Baltic Robinson: 2004 (also known as Jungle Star) was the fourth version of Expedition Robinson (known as Survivor in certain countries) to be filmed and aired in the Baltic region. The season aired from September, 2004 until December 18, 2004 and is based upon a format originally devised by the now-defunct British production company, Planet 24.

The central premise of the 2004 edition was the sole participation of celebrity contestants. Other changes that were made involved a filming period of 15 days (unlike the 30-day duration of preceding seasons) and the division of the contestants into two "tribes" through the use of a method known as a "schoolyard pick" (when team leaders interchangeably choose from a pool of people in order to form competing teams.)

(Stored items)

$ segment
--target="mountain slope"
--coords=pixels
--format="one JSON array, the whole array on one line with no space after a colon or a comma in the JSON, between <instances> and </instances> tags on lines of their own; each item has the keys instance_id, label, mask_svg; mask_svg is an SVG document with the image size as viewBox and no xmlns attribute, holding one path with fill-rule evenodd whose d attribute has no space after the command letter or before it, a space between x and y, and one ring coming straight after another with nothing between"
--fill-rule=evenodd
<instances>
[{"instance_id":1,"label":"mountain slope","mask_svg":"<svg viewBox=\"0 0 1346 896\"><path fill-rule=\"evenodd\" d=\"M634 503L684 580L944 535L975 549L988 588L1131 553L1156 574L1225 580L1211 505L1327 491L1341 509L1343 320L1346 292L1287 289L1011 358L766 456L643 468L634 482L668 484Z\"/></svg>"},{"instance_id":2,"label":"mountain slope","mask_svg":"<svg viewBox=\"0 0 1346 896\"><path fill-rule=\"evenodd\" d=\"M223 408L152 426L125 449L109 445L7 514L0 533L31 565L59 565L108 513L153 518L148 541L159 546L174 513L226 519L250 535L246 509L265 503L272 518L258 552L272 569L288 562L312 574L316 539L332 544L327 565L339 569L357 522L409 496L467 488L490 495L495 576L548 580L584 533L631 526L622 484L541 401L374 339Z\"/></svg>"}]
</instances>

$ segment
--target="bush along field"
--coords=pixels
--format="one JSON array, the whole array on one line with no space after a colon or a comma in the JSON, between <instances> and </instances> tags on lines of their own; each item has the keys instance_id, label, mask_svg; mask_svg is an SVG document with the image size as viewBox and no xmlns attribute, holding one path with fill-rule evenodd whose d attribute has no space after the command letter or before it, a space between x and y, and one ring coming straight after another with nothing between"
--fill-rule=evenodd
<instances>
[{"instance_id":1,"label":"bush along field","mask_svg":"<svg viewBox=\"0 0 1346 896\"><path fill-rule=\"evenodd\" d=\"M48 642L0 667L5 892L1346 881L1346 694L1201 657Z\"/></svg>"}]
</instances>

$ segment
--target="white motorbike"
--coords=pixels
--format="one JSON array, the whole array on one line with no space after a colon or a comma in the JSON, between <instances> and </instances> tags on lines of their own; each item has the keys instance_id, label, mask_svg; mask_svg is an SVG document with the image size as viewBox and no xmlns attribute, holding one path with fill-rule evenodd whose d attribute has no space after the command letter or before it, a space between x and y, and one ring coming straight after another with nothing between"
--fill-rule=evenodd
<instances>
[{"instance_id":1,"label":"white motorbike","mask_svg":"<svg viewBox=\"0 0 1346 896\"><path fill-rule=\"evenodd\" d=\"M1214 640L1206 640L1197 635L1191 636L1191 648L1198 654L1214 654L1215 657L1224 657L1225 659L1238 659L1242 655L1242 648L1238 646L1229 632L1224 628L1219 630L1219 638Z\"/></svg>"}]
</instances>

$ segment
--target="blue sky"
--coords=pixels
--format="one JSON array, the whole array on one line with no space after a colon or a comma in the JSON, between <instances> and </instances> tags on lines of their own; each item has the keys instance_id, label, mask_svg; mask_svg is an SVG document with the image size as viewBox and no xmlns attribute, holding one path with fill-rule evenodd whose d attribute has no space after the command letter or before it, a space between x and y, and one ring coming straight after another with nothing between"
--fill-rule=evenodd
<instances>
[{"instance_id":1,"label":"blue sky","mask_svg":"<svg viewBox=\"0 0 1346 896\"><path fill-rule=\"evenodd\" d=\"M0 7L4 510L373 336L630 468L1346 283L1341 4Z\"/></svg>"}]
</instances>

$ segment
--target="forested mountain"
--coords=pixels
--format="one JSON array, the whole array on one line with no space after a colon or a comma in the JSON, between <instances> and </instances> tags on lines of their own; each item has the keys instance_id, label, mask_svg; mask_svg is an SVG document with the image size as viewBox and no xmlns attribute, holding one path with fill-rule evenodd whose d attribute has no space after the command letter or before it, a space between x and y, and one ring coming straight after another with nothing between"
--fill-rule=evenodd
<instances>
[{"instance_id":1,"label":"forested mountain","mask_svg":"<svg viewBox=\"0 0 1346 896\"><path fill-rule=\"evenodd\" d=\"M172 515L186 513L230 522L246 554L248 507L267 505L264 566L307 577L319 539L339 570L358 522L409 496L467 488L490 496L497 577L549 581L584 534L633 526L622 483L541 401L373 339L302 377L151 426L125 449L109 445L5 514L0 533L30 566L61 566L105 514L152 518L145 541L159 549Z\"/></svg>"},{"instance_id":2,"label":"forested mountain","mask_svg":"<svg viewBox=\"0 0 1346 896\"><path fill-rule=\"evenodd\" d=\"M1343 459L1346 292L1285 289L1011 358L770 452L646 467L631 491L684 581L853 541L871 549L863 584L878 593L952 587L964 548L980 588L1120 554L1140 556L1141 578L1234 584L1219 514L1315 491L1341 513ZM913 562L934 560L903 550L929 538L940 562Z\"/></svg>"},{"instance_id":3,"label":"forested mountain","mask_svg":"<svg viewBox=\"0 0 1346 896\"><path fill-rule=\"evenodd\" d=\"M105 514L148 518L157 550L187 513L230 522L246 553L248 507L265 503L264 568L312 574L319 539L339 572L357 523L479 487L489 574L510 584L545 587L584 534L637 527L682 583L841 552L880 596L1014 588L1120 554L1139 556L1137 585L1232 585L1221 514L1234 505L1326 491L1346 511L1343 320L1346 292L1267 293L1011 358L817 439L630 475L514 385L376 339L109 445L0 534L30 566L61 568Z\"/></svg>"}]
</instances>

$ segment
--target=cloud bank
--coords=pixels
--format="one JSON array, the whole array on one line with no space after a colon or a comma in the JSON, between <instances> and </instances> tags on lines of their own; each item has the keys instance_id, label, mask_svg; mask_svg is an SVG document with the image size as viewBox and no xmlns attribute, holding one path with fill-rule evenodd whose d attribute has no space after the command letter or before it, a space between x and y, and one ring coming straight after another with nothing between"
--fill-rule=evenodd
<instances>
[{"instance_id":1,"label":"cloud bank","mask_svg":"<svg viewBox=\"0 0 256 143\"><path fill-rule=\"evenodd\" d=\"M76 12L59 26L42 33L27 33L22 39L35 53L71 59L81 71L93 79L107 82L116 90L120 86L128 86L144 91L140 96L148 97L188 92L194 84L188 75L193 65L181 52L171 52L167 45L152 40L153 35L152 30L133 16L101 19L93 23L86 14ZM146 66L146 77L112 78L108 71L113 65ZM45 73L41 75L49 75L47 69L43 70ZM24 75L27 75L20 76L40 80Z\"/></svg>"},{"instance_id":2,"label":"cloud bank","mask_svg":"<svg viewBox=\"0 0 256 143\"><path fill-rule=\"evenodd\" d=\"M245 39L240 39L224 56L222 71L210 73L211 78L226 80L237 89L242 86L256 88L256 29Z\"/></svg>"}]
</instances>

* * *

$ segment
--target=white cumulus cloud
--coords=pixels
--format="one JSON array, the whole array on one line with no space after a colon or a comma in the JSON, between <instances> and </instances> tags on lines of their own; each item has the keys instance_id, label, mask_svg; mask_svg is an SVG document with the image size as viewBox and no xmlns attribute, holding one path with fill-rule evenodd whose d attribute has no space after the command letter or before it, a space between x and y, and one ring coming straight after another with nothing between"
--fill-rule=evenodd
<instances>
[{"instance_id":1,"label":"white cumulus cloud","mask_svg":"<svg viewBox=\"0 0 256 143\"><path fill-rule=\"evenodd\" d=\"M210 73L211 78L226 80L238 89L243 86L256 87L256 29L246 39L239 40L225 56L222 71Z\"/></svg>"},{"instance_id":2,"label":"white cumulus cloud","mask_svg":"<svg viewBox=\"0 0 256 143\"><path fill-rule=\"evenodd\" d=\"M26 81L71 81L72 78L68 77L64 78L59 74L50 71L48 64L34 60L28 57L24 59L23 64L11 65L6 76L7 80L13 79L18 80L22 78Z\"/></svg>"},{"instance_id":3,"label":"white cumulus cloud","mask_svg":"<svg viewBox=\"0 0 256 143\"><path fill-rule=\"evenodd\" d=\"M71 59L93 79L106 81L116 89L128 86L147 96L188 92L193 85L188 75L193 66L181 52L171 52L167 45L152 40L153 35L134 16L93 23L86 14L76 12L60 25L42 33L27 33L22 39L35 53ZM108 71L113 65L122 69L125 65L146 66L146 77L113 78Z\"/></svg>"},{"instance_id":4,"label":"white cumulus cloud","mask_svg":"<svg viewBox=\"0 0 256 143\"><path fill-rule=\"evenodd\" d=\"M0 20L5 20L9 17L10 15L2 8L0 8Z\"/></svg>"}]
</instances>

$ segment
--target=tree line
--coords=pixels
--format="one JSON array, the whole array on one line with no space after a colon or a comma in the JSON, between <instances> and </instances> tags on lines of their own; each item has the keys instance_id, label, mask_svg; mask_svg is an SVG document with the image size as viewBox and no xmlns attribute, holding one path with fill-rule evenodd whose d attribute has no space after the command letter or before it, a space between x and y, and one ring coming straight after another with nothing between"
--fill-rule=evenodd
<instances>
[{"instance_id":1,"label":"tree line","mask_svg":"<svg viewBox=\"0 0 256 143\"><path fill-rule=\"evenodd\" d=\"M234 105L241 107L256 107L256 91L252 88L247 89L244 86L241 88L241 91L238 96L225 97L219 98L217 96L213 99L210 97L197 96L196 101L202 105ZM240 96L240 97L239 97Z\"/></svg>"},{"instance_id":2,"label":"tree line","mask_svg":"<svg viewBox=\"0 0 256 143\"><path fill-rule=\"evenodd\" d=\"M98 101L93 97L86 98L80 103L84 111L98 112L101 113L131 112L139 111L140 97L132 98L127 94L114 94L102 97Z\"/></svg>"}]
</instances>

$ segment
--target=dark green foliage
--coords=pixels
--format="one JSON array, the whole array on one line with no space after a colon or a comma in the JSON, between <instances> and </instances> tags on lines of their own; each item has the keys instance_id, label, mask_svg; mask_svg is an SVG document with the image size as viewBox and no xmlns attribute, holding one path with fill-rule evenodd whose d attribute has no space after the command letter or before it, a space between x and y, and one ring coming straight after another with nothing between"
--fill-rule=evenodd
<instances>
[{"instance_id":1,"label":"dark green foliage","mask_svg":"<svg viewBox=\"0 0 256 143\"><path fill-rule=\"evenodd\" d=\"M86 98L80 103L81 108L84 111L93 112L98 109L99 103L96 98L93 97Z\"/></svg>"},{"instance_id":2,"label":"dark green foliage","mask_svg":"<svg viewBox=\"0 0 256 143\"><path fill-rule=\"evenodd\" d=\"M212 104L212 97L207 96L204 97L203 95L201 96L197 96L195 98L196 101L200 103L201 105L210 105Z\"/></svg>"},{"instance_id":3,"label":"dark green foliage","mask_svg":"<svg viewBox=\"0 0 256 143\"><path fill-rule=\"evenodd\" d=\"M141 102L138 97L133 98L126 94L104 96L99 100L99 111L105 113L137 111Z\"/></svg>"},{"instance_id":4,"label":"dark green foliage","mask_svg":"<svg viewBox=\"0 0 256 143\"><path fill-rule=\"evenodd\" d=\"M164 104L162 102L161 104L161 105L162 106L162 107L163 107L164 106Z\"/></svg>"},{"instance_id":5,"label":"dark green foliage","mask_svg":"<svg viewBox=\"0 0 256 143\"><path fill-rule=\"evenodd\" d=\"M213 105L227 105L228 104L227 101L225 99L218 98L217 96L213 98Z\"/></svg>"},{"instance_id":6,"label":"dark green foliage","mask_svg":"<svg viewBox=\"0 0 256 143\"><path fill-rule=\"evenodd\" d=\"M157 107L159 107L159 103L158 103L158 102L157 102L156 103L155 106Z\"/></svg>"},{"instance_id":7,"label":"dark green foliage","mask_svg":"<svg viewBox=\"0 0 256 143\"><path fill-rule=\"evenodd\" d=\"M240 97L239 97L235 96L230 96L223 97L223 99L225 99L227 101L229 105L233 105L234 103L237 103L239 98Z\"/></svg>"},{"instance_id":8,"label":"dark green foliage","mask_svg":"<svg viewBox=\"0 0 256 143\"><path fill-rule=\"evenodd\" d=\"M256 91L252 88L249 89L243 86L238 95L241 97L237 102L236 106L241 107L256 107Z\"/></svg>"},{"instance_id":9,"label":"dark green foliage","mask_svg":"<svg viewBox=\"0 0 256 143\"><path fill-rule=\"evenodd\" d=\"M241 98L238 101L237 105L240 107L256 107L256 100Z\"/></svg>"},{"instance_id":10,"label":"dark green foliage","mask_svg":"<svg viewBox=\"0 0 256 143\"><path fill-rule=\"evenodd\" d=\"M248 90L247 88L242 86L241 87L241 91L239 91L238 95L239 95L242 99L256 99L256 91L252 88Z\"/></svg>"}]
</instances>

==

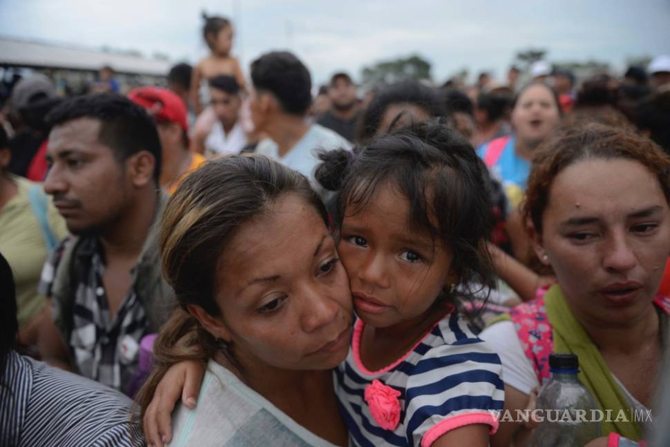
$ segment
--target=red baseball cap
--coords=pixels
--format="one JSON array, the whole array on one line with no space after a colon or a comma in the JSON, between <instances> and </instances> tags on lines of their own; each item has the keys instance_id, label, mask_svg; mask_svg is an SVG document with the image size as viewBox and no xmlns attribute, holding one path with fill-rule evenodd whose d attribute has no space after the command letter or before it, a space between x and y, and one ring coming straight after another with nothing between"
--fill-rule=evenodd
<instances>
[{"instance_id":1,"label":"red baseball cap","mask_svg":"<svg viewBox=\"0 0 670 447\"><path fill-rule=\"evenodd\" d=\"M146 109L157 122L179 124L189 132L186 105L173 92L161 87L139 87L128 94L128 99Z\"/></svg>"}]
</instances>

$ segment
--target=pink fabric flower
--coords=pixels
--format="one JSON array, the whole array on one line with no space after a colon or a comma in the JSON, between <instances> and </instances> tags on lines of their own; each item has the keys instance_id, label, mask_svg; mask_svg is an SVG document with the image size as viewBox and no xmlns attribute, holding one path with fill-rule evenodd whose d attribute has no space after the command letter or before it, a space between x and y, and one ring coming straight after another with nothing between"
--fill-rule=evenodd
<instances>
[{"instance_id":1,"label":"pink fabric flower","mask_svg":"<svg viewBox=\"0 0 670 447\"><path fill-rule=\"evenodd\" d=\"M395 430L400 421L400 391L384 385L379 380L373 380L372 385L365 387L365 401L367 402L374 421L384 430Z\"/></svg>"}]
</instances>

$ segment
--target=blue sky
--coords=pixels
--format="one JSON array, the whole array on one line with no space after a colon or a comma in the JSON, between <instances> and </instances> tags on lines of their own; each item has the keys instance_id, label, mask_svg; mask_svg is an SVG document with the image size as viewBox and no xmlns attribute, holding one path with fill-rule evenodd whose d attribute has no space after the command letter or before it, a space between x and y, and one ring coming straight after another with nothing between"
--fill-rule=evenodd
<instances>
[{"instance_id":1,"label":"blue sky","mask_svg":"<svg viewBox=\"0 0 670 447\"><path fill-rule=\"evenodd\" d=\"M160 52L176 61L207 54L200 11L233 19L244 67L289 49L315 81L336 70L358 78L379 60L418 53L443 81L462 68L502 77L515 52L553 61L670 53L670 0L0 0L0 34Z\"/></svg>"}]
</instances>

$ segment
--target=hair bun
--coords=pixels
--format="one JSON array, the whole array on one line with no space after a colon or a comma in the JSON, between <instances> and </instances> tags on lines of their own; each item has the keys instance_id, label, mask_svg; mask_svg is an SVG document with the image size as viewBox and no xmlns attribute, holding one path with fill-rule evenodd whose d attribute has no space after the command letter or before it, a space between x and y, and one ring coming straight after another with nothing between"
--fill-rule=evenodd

Challenge
According to the passage on Baltic Robinson: 2004, how long was the filming period for that edition?

Answer in full
15 days.